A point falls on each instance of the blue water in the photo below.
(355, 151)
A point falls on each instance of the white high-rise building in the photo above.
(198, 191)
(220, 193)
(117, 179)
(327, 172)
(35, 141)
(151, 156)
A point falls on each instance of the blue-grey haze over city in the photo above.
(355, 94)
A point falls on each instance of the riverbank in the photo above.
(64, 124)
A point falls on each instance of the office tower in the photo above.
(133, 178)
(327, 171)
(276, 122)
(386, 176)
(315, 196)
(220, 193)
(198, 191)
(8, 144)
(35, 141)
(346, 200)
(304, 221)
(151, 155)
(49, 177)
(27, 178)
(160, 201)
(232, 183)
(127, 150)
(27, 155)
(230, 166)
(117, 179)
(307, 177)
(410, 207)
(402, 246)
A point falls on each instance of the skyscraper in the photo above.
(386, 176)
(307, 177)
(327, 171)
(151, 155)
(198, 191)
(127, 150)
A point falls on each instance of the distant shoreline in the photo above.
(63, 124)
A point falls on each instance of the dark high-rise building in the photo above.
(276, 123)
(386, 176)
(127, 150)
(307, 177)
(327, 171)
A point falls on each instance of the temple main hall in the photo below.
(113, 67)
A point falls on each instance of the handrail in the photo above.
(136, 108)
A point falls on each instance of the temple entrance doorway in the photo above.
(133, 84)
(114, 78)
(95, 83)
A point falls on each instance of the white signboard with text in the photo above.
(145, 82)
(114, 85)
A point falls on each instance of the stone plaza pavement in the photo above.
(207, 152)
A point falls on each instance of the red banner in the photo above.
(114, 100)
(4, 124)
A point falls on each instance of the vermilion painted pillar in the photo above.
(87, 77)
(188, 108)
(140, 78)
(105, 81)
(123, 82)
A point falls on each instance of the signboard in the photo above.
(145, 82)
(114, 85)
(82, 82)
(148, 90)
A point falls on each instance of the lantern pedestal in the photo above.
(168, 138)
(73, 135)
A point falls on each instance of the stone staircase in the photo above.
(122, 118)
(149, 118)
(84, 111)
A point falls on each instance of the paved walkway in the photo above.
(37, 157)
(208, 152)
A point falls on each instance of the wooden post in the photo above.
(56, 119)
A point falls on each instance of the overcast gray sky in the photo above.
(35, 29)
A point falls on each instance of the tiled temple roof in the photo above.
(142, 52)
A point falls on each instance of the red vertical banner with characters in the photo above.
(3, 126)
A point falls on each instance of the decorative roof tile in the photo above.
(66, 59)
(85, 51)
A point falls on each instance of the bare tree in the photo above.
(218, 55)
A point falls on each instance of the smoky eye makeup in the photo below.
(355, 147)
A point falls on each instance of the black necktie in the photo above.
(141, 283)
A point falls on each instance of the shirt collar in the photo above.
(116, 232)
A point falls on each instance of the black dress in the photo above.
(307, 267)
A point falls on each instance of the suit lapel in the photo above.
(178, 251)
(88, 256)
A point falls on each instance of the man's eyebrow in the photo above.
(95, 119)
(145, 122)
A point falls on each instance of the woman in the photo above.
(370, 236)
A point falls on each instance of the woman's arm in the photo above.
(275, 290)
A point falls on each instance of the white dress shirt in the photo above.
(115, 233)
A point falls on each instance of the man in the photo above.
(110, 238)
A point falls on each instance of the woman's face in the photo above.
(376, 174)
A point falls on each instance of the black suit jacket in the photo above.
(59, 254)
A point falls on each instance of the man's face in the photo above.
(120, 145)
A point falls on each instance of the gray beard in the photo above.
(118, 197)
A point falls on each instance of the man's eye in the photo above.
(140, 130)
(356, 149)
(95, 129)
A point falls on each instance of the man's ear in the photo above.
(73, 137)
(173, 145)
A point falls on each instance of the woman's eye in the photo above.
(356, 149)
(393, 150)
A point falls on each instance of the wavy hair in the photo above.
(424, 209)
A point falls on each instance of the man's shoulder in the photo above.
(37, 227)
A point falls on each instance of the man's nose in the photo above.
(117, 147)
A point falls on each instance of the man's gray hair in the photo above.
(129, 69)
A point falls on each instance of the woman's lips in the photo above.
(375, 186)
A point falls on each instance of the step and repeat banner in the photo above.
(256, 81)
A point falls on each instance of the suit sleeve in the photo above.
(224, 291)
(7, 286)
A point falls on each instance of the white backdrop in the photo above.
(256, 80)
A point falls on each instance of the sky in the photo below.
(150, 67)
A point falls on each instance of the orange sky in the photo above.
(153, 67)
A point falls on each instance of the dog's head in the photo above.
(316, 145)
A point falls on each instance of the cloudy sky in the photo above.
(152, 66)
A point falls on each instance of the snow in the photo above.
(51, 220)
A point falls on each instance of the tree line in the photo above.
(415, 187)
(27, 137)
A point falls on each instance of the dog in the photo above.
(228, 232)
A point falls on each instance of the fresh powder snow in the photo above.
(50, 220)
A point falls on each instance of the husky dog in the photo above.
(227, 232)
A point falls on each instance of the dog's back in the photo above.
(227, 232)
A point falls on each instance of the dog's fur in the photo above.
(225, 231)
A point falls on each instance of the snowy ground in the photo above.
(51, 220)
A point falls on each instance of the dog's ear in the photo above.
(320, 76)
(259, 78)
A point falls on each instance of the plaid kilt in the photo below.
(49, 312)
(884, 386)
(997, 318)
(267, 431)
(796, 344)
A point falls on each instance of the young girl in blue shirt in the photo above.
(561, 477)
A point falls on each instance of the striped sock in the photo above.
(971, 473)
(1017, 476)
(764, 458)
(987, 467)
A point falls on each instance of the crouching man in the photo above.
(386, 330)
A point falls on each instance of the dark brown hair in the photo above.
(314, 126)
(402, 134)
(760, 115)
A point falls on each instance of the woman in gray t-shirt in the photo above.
# # # #
[Aim of the task]
Print from the line containing "A point falls on each instance of the dog's ear" to the last line above, exactly as written.

[Reply to the exercise]
A point falls on each instance of the dog's ear in the photo above.
(320, 76)
(259, 78)
A point falls on each instance of the plaid kilt in the photo below.
(49, 312)
(884, 386)
(997, 318)
(267, 431)
(796, 344)
A point falls on each instance of the young girl in blue shirt in the photo above.
(561, 477)
A point falls on each instance of the striped sock in the photo above.
(971, 473)
(1017, 476)
(764, 458)
(987, 467)
A point falls on each instance of the crouching man in the photo above.
(386, 330)
A point falls on each instance of the dark brown hair in the photo above.
(314, 126)
(402, 134)
(760, 115)
A point falls on each instance of the woman in gray t-shirt in the photo above.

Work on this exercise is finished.